The Brook (1797)

In the Summer and Autumn of 1797 Coleridge was working on a poem that he called The Brook. Though he never completed and published the poem, there are fragments of it in his notebooks and he provides a summary of it in his Biographia Literaria. Wordsworth also comments helpfully on the poem and its structure. We can, therefore, at least get a sense of what Coleridge was working on in the year of Lime Tree Bower, Osorio, and Kubla Khan.

Notebook Fragment

The swallows interweaving there mid the paired
Sea-mews, at distance wildly-wailing.—

The a brook runs over Sea-weeds.—

Sabbath day—from the
Miller's mossy wheel
the waterdrops dripp'd
leisurely—

                 On the broad mountain-top
The neighing wild-colt races with the wind
O'er fern & heath-flowers—

                        A long deep Lane
So overshadow'd, it might seem one bower—
The damp Clay banks were furr'd with mouldy moss

Broad-breasted Pollards with broad-branching head.

This is Note 213 in Coburn (ed.), Coleridge's Notebooks.

James Engell and Walter Jackson Bate, in The Collected Works of Samuel Taylor Coleridge annotate this note as follows: “CN I 213. The fragments might well be studies for C's projected poem the Brook (153.X1); Lawrence 102–3 remarks that they are a perfect description of Butterfly Combe. The first fragment is echoed in 506 Lines of Looking Seaward.” See also a photo of Holford Combe/Butterfly Combe, and of the brook that runs out of it and into Holford. There's a pretty postcard, a Frith postcard indeed, of Butterfly Combe (spelled “Butterfly Coombe” on the postcard).

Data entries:
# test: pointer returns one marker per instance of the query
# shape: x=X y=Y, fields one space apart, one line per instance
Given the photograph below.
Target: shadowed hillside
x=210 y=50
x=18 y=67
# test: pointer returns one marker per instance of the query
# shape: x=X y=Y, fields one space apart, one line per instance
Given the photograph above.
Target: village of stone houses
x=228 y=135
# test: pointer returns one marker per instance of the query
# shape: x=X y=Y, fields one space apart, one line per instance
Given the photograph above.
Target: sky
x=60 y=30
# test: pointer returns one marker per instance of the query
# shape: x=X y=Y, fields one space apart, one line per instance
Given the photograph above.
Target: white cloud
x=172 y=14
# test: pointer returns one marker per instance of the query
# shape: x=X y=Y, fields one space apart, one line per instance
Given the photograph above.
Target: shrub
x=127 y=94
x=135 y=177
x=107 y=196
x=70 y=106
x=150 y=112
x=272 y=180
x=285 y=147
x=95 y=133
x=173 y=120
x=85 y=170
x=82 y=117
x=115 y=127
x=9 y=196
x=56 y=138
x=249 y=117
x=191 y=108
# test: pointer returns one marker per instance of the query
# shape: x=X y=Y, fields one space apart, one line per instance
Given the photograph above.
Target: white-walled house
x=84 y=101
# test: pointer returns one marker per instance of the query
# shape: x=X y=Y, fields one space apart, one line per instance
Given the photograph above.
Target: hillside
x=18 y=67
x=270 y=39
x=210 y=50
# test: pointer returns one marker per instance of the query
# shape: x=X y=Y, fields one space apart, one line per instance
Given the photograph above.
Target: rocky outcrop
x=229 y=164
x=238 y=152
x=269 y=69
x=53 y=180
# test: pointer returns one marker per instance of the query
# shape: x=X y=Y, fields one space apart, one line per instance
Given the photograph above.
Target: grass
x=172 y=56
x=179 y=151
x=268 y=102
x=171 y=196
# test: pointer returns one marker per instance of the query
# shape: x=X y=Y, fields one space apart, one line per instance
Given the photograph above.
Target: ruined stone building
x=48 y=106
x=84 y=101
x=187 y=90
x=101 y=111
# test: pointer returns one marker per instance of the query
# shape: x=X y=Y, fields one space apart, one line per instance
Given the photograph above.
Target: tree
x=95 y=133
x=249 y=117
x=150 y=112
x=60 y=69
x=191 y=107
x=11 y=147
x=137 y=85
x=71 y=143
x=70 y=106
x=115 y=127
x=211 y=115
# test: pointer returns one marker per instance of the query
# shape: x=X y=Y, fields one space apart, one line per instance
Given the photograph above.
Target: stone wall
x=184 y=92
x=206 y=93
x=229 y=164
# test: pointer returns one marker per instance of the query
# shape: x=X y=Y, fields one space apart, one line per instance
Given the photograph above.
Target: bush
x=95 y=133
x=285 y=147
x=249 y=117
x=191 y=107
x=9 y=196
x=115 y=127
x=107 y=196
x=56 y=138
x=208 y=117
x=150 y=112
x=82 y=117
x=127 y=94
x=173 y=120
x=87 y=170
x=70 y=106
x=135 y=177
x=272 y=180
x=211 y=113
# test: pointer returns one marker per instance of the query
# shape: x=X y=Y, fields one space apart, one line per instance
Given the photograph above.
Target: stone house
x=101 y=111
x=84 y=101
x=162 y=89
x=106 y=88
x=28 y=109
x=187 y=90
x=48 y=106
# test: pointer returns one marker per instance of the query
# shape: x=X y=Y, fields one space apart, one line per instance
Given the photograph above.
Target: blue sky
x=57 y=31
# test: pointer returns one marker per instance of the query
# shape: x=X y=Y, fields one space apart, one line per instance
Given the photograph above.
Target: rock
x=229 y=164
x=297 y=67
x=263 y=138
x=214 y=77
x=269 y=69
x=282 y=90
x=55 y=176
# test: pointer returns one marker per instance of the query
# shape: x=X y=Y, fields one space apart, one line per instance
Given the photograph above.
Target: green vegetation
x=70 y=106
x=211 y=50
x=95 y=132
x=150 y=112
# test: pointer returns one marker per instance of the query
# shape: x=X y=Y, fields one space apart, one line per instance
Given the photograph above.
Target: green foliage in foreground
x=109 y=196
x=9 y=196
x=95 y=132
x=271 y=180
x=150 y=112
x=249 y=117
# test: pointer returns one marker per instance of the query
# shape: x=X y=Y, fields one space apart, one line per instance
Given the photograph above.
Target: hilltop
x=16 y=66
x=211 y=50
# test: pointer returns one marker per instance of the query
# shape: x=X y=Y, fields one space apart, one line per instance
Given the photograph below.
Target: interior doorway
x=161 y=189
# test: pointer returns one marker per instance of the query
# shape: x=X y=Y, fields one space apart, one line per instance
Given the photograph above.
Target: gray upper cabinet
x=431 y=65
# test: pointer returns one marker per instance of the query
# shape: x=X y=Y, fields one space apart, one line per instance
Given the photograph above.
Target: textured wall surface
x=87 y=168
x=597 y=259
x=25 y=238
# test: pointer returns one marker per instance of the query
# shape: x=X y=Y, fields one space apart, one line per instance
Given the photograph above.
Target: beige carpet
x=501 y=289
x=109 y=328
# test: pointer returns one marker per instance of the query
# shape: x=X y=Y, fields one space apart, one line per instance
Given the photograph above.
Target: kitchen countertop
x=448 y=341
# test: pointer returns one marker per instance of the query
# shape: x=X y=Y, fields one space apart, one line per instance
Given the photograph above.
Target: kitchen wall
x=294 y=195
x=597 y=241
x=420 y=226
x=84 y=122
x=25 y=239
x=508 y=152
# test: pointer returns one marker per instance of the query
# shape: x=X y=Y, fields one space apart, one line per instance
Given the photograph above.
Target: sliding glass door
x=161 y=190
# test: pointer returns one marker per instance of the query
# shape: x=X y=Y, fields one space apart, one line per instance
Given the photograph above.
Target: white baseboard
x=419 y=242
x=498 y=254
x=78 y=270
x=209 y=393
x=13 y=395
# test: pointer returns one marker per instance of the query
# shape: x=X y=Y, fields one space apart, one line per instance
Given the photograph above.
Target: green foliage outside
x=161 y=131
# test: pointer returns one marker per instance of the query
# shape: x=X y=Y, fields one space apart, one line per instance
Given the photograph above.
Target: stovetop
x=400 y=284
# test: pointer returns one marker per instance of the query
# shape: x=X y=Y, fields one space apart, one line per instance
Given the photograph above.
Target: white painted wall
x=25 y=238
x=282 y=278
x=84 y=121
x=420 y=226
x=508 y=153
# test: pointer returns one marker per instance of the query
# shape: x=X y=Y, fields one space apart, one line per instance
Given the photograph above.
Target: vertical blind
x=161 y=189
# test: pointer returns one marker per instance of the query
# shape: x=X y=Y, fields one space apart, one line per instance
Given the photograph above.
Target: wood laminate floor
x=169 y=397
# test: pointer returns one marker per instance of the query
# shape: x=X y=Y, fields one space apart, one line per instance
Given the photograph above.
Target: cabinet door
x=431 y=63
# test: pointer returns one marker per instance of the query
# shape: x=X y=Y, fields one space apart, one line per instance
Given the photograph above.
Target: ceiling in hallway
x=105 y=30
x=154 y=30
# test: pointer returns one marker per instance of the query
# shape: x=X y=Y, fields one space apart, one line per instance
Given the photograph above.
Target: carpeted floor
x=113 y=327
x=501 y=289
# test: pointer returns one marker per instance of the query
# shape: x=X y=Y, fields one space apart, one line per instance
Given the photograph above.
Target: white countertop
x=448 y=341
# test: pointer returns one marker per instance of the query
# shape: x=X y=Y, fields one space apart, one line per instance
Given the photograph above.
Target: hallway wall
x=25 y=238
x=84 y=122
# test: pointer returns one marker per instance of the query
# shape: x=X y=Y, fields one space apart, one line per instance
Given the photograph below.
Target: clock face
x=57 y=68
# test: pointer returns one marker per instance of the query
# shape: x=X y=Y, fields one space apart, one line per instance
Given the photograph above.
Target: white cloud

**Objectives**
1) According to the article on The Brook, in which seasons of 1797 was Coleridge working on the poem?
2) Copy the stretch of the article on The Brook from "A long deep" through "on the postcard).".
3) Translate this sentence from the article on The Brook into Spanish: "Wordsworth also comments helpfully on the poem and its structure."

**Results of the tasks**
1) Summer and Autumn

2)
A long deep Lane
So overshadow'd, it might seem one bower—
The damp Clay banks were furr'd with mouldy moss

Broad-breasted Pollards with broad-branching head.

This is Note 213 in Coburn (ed.), Coleridge's Notebooks.

James Engell and Walter Jackson Bate, in The Collected Works of Samuel Taylor Coleridge annotate this note as follows: “CN I 213. The fragments might well be studies for C's projected poem the Brook (153.X1); Lawrence 102–3 remarks that they are a perfect description of Butterfly Combe. The first fragment is echoed in 506 Lines of Looking Seaward.” See also a photo of Holford Combe/Butterfly Combe, and of the brook that runs out of it and into Holford. There's a pretty postcard, a Frith postcard indeed, of Butterfly Combe (spelled “Butterfly Coombe” on the postcard).

3) Wordsworth también comenta de manera útil el poema y su estructura.